> [GIVEN PASSAGE]:
You are given an integer array nums with no duplicates. A maximum binary tree can be built recursively from nums using the following algorithm:
- Create a root node whose value is the maximum value in nums.
- Recursively build the left subtree on the subarray prefix to the left of the maximum value.
- Recursively build the right subtree on the subarray suffix to the right of the maximum value.
Return the maximum binary tree built from nums.
Example 1:
Input: nums = [3,2,1,6,0,5]
Output: [6,3,5,null,2,0,null,null,1]
Explanation: The recursive calls are as follow:
- The largest value in [3,2,1,6,0,5] is 6. Left prefix is [3,2,1] and right suffix is [0,5].
- The largest value in [3,2,1] is 3. Left prefix is [] and right suffix is [2,1].
- Empty array, so no child.
- The largest value in [2,1] is 2. Left prefix is [] and right suffix is [1].
- Empty array, so no child.
- Only one element, so child is a node with value 1.
- The largest value in [0,5] is 5. Left prefix is [0] and right suffix is [].
- Only one element, so child is a node with value 0.
- Empty array, so no child.
Example 2:
Input: nums = [3,2,1]
Output: [3,null,2,null,1]
Constraints:
- 1 <= nums.length <= 1000
- 0 <= nums[i] <= 1000
- All integers in nums are unique.
Solution
/**
* Definition for a binary tree node.

> [REQUIRED TASKS]:
A. In Example 1 of the maximum binary tree problem, why does the node with value 3 get no left child?
B. Summarize the maximum binary tree problem in two sentences.
C. Write out the maximum binary tree problem word for word from "- Recursively build the left" to "suffix is [].".

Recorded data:

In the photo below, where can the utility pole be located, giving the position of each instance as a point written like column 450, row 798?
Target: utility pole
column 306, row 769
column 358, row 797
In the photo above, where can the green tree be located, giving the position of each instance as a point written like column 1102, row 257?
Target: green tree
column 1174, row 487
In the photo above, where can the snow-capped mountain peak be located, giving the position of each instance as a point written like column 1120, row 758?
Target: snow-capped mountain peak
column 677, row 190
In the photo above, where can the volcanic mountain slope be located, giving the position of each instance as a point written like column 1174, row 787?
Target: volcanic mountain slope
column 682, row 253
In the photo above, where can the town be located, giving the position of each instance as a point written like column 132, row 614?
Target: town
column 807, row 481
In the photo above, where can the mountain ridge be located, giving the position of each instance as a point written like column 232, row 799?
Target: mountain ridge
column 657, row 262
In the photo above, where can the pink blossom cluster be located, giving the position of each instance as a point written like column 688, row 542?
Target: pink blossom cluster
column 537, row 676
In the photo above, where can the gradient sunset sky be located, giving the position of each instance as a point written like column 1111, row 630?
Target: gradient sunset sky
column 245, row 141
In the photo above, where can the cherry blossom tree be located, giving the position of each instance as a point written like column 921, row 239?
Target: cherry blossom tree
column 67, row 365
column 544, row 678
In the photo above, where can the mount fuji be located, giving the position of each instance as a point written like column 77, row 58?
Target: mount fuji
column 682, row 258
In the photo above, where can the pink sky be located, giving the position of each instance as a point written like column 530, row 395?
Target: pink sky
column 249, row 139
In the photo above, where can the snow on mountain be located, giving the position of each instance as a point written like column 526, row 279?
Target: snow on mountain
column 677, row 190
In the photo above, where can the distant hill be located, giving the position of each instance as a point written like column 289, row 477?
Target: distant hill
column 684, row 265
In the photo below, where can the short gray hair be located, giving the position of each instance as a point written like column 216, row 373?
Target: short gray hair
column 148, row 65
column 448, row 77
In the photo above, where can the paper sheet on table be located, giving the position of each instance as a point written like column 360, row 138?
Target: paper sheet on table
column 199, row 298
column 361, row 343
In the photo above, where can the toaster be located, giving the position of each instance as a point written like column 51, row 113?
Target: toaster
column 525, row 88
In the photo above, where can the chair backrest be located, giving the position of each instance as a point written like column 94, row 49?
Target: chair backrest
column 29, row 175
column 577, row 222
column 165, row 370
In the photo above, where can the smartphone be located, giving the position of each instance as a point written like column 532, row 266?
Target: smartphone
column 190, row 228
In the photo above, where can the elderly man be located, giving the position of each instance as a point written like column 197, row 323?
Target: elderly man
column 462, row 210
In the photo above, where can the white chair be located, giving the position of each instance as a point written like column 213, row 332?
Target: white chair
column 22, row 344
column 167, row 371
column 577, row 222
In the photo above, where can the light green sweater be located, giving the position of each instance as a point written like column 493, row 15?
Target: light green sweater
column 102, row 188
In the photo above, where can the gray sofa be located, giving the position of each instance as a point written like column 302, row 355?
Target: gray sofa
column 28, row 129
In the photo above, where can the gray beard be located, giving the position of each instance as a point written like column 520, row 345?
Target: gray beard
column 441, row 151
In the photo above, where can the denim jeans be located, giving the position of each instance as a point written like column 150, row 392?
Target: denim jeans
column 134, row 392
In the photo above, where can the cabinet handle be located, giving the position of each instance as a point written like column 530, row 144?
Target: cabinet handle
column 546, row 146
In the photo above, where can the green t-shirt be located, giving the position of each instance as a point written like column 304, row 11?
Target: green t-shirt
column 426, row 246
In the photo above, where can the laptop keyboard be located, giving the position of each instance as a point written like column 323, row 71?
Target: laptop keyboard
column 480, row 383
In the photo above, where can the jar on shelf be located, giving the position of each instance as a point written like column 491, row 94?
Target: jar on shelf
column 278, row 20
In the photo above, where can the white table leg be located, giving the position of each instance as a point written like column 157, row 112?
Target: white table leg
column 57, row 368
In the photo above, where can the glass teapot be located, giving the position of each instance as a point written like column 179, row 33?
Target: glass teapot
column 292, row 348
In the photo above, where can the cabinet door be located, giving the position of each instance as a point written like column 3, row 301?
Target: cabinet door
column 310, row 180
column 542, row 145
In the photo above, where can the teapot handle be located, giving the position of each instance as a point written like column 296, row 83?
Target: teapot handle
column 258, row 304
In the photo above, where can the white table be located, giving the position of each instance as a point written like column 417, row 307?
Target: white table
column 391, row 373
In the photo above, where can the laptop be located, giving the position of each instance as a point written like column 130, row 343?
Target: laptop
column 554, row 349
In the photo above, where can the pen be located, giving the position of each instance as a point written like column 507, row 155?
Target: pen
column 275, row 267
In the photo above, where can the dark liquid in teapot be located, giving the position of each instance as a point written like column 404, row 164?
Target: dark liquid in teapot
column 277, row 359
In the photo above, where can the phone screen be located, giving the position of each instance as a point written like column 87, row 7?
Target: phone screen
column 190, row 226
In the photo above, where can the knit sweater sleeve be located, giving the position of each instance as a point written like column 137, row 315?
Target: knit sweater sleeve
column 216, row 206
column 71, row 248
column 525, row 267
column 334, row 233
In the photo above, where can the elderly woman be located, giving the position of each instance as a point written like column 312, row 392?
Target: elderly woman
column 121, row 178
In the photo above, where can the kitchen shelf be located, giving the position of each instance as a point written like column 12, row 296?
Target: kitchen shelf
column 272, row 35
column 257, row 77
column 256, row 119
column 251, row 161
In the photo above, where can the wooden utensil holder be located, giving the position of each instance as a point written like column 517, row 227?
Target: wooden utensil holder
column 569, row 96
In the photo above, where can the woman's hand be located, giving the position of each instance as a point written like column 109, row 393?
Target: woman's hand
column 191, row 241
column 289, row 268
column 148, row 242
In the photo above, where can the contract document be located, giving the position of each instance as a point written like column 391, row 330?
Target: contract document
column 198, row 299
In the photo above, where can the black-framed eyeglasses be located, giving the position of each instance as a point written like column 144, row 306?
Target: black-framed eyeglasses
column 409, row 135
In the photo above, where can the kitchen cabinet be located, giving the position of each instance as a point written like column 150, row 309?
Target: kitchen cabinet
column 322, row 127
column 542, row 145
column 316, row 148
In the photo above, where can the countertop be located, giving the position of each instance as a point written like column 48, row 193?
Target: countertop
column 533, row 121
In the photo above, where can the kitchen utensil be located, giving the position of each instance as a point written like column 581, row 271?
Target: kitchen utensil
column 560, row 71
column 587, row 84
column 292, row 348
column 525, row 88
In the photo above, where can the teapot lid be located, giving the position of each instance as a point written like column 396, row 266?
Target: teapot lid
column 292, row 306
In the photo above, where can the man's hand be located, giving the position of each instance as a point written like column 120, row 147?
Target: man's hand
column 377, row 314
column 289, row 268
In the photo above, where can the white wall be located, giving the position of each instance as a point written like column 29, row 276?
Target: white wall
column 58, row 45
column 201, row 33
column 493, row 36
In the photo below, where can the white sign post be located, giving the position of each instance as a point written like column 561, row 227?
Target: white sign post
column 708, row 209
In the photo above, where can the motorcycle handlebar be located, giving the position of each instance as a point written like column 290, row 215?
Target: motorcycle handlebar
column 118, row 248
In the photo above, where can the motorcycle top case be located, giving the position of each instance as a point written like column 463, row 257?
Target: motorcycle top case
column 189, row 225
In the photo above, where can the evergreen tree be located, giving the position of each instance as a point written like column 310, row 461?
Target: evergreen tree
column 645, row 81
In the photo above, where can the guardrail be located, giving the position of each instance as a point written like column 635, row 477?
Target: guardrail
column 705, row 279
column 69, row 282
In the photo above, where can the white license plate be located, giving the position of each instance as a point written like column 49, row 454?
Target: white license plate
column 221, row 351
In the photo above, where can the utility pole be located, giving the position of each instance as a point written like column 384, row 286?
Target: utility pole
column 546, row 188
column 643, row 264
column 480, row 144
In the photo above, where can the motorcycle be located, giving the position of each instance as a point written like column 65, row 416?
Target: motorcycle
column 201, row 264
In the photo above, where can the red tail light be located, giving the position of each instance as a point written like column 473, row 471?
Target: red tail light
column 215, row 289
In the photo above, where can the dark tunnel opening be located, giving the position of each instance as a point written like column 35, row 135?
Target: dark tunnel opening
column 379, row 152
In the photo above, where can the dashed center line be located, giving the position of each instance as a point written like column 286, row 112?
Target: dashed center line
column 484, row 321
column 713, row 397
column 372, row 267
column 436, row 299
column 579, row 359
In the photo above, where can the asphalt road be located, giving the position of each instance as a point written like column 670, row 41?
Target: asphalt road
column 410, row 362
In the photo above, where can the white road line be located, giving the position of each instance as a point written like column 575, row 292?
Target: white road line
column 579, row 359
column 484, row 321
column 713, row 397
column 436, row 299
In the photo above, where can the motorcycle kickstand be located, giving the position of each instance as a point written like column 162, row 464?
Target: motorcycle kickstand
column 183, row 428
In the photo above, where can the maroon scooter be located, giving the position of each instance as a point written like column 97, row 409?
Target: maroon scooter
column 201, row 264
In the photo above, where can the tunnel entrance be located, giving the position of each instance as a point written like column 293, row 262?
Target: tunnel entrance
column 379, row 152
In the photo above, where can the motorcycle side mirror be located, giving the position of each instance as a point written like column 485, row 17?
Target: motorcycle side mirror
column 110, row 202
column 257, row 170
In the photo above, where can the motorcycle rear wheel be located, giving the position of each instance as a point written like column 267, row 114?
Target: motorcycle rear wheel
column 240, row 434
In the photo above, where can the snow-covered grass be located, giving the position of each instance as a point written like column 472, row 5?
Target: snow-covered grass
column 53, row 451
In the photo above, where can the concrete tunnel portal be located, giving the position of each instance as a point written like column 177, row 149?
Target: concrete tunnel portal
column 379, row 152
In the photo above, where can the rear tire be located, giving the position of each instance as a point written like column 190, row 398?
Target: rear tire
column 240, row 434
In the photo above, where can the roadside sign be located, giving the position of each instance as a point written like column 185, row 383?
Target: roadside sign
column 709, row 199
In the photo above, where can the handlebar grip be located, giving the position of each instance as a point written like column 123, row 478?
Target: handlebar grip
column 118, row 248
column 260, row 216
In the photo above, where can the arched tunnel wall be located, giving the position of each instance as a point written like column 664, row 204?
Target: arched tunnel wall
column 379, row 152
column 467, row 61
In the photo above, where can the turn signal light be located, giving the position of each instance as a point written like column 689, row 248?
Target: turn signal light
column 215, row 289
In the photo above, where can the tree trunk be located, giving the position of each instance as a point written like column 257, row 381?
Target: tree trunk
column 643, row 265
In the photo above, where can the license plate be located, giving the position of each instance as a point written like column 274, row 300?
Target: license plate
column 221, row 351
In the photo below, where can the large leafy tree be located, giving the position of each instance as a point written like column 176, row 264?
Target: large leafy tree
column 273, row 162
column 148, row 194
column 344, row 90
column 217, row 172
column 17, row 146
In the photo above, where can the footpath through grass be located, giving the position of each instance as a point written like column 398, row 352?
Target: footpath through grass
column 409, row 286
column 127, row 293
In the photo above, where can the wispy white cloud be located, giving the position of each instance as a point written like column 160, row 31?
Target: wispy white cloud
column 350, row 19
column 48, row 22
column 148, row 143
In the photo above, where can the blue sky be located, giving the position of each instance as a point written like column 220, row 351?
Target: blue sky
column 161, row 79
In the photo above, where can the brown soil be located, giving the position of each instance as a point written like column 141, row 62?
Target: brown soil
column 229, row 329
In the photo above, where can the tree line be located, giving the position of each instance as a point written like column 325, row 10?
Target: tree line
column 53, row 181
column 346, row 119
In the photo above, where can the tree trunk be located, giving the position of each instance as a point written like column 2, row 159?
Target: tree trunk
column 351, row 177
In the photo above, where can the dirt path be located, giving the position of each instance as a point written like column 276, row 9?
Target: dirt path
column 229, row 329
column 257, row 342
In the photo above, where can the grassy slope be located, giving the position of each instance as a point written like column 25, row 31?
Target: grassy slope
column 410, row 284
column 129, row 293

> [COMPLETED EXERCISE]:
A. The largest value in [3,2,1] is 3, and its left prefix is [], an empty array. An empty array produces no child, so 3 has no left child.

B. Given an integer array nums with no duplicates, you must return the maximum binary tree built from it. The root holds the largest value in nums, and the left and right subtrees are built recursively from the parts of the array to the left and right of that value.

C.
- Recursively build the left subtree on the subarray prefix to the left of the maximum value.
- Recursively build the right subtree on the subarray suffix to the right of the maximum value.
Return the maximum binary tree built from nums.
Example 1:
Input: nums = [3,2,1,6,0,5]
Output: [6,3,5,null,2,0,null,null,1]
Explanation: The recursive calls are as follow:
- The largest value in [3,2,1,6,0,5] is 6. Left prefix is [3,2,1] and right suffix is [0,5].
- The largest value in [3,2,1] is 3. Left prefix is [] and right suffix is [2,1].
- Empty array, so no child.
- The largest value in [2,1] is 2. Left prefix is [] and right suffix is [1].
- Empty array, so no child.
- Only one element, so child is a node with value 1.
- The largest value in [0,5] is 5. Left prefix is [0] and right suffix is [].